Rewrite everything in the data below, from the line containing "Please tag every instance of the apartment" down to the end, and offset each answer coordinate listed after a "Query:" line by adding 88 to it. Leave every other number unchanged.

Location identification entries:
::::
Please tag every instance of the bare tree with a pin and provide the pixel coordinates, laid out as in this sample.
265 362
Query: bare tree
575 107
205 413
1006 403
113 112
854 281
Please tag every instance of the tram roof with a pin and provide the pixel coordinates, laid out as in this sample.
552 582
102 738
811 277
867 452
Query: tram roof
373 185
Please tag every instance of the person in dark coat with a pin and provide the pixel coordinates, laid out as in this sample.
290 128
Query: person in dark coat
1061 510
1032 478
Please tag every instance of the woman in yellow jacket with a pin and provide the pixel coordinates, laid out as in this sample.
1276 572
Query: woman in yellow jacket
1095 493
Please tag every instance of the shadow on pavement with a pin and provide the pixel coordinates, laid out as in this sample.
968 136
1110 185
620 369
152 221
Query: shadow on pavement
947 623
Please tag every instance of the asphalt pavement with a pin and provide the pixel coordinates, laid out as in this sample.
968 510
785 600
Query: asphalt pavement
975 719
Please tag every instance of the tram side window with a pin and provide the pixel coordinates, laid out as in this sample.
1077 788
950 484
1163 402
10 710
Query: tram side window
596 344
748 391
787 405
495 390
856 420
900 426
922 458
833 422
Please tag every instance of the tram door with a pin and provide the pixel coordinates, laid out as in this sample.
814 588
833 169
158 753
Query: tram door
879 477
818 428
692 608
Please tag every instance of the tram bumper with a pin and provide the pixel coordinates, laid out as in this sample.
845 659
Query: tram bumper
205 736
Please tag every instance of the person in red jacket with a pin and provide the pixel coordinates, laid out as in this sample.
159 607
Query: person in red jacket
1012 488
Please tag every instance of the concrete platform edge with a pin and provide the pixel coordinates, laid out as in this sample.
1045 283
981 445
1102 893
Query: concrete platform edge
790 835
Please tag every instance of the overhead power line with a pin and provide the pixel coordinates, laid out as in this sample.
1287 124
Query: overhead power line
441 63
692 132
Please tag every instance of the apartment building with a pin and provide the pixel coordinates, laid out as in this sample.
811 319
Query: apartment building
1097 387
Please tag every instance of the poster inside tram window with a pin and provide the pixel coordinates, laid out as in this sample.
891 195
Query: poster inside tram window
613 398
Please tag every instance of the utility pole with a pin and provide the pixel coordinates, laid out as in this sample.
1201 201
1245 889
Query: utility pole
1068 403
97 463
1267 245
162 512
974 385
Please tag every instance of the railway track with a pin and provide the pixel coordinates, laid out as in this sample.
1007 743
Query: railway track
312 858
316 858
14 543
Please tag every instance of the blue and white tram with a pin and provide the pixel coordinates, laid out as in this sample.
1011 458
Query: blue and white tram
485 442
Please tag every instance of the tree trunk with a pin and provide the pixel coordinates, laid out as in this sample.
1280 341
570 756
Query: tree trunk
::::
[COMPLETED EXERCISE]:
Please tag every instance of the apartment building with a pin and provide the pixel coordinates, laid out as in this sample.
811 319
Query: apartment building
1185 475
Please tag every instance of the poster inside tram window with a pin and provide the pixel coordinates, laid out as in this sample.
891 195
Query: poster inside tram window
701 486
Please tag every instance of the utility pole with a pin and provide the pixel coordinates, laid out as in this sample.
1201 201
1245 889
Query: utility pole
1156 491
185 551
1355 333
250 600
1062 473
Please tag every instance of the railway track with a pin and provide the pixel coordinates, laid out as in this sample.
1007 743
Query: railway track
400 946
404 946
102 631
Please tag every instance of the blue and white tram with a pin and provide the pixel coordinates, laid out as in this sample.
1011 458
Query: blue and white tram
573 530
Please tag every instance of the tree trunk with a pin and provide the pixel coordinates, laid out as in this sample.
1280 341
570 756
Query: tree trunk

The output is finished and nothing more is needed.